* **I TUOI COMPITI**
**A.** Restituisci il passo del testo che va da "Le immagini e" a "loro incolumità psicofisica.".
**B.** Rispondi a queste domande sul testo, una per riga:
(i) Da dove arrivano le immagini e le notizie definite preoccupanti?
(ii) A quale diritto le autorità greche hanno deciso di sospendere l'accesso?
(iii) Quale principio risulta violato?
**C.** Elenca tutte le categorie di persone bloccate nel Paese che il testo nomina.

* **TESTO**
= = = = =

Le immagini e le notizie che in questi giorni ci raggiungono dal confine tra Grecia e Turchia e dalle isole dell’Egeo orientale sono preoccupanti. Alle già precarie e pericolose condizioni di vita a cui sono sottoposti le donne, gli uomini e i minori bloccati nel Paese, si aggiungono le violenze da parte di attori pubblici e privati, anche a danno delle organizzazioni umanitarie e per i diritti umani presenti nelle isole. È quanto mai urgente fermare tutto questo e avviare un’effettiva e tempestiva discontinuità attraverso un piano europeo di ricollocazione negli Stati membri dei migranti. Soltanto una presa in carica diffusa e collettiva dei cittadini stranieri in questione può consentire la tutela effettiva della loro incolumità psicofisica.

Violato il principio di non-respingimento

La decisione delle autorità greche di sospendere l’accesso al diritto alla protezione internazionale nel paese ellenico e la violazione del principio di non-respingimento, rappresentano un precedente pericolosissimo e sono emblematici di una profonda crisi dei diritti che caratterizza il Paese ellenico, ma potenzialmente l’intera Unione europea.

= = = = =

Voci del dataset:
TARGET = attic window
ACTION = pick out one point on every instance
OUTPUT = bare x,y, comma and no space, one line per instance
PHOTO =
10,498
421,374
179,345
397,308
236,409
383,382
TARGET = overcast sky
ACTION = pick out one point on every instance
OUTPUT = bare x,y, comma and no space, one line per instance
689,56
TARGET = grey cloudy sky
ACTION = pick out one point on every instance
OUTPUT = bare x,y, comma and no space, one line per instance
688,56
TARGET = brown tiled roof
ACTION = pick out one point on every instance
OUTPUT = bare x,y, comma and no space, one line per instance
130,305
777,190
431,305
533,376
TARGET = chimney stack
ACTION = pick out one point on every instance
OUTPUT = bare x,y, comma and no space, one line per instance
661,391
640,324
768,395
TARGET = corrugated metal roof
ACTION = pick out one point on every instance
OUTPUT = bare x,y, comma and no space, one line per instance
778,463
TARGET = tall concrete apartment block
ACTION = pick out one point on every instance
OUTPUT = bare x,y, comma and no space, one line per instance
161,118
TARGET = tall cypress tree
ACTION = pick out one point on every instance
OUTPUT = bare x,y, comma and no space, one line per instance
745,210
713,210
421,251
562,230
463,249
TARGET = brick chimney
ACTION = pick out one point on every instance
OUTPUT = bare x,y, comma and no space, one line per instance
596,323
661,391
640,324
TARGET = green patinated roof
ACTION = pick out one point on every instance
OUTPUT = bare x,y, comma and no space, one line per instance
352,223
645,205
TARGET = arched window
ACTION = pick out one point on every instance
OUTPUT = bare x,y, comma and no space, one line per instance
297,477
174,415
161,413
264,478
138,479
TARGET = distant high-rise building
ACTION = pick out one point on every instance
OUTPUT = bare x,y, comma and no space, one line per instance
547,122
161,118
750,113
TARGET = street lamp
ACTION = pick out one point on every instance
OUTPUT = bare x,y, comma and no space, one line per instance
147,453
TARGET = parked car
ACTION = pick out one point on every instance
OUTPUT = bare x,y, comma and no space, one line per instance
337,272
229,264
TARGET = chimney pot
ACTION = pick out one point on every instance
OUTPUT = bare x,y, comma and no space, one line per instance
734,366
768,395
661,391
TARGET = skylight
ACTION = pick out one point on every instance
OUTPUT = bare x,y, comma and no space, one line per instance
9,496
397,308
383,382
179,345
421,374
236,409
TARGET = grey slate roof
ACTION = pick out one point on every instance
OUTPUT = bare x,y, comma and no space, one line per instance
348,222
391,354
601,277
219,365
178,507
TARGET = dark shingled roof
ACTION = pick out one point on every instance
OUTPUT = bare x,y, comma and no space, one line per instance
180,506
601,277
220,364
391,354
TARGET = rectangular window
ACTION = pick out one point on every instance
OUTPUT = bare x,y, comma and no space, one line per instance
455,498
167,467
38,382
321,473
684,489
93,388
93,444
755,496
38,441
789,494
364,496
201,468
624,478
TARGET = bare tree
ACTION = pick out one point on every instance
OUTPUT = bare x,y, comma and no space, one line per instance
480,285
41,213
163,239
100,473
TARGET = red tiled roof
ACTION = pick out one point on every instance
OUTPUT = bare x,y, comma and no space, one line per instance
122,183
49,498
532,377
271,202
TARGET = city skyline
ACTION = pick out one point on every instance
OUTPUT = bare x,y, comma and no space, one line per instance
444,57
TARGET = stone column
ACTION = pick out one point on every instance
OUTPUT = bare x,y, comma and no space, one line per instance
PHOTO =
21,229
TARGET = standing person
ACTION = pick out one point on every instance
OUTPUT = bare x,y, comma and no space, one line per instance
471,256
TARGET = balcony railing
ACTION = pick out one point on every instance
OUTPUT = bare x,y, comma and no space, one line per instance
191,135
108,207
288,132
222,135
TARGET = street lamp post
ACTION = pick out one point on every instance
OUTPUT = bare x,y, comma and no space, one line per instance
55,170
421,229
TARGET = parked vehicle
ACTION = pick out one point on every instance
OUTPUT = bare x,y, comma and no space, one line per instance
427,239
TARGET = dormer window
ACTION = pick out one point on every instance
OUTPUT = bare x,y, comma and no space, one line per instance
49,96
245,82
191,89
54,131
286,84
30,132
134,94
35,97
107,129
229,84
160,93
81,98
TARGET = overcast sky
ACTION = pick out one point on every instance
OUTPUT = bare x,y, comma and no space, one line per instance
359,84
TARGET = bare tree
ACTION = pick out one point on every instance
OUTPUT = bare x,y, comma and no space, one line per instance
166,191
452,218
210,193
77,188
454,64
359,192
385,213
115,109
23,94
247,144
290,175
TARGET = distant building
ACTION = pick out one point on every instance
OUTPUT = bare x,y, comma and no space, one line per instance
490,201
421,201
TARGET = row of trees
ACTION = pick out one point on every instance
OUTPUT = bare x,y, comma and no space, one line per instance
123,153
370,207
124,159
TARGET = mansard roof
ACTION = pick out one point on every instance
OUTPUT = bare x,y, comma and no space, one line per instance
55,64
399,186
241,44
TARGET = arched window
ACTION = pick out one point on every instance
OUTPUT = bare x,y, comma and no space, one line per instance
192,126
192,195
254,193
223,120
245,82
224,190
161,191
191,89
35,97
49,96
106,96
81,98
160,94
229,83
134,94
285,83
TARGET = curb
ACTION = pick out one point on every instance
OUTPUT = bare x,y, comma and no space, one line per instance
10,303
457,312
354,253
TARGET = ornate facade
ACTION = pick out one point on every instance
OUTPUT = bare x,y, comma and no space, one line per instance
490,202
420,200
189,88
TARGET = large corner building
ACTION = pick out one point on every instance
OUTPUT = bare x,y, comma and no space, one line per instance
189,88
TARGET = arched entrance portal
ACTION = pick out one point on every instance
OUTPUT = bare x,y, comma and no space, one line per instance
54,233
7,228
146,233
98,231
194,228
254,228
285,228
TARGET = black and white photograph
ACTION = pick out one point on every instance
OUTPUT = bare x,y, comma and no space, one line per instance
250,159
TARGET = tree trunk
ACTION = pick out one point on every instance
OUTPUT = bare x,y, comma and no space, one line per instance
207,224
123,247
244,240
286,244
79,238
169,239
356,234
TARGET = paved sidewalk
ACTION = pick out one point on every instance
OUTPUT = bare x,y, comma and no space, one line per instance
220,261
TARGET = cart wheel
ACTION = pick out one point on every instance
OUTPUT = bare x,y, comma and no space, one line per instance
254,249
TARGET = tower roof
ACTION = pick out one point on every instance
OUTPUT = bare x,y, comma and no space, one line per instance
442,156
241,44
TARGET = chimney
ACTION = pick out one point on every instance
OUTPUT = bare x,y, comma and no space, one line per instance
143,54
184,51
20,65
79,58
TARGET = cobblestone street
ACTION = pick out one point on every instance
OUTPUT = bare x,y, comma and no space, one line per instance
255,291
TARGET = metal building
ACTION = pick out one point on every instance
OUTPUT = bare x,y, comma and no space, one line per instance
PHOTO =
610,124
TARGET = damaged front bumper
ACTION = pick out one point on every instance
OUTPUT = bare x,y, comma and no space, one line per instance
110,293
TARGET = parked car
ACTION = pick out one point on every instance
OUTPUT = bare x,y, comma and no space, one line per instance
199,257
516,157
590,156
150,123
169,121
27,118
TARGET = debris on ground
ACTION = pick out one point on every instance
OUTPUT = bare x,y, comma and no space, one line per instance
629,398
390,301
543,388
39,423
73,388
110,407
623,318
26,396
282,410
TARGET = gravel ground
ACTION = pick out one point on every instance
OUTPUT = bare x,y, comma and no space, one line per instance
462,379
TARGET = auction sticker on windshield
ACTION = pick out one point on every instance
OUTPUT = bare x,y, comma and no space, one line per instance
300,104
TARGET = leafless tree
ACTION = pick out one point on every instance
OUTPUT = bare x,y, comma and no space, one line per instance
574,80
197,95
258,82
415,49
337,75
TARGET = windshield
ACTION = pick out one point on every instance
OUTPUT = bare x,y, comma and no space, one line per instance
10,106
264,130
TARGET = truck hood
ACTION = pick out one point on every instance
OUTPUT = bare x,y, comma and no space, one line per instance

= = = = =

* **SOLUZIONI DELL'ESERCIZIO**
**A.**
Le immagini e le notizie che in questi giorni ci raggiungono dal confine tra Grecia e Turchia e dalle isole dell’Egeo orientale sono preoccupanti. Alle già precarie e pericolose condizioni di vita a cui sono sottoposti le donne, gli uomini e i minori bloccati nel Paese, si aggiungono le violenze da parte di attori pubblici e privati, anche a danno delle organizzazioni umanitarie e per i diritti umani presenti nelle isole. È quanto mai urgente fermare tutto questo e avviare un’effettiva e tempestiva discontinuità attraverso un piano europeo di ricollocazione negli Stati membri dei migranti. Soltanto una presa in carica diffusa e collettiva dei cittadini stranieri in questione può consentire la tutela effettiva della loro incolumità psicofisica.

**B.**
(i) Dal confine tra Grecia e Turchia e dalle isole dell'Egeo orientale.
(ii) Al diritto alla protezione internazionale.
(iii) Il principio di non-respingimento.

**C.** Le donne, gli uomini, i minori.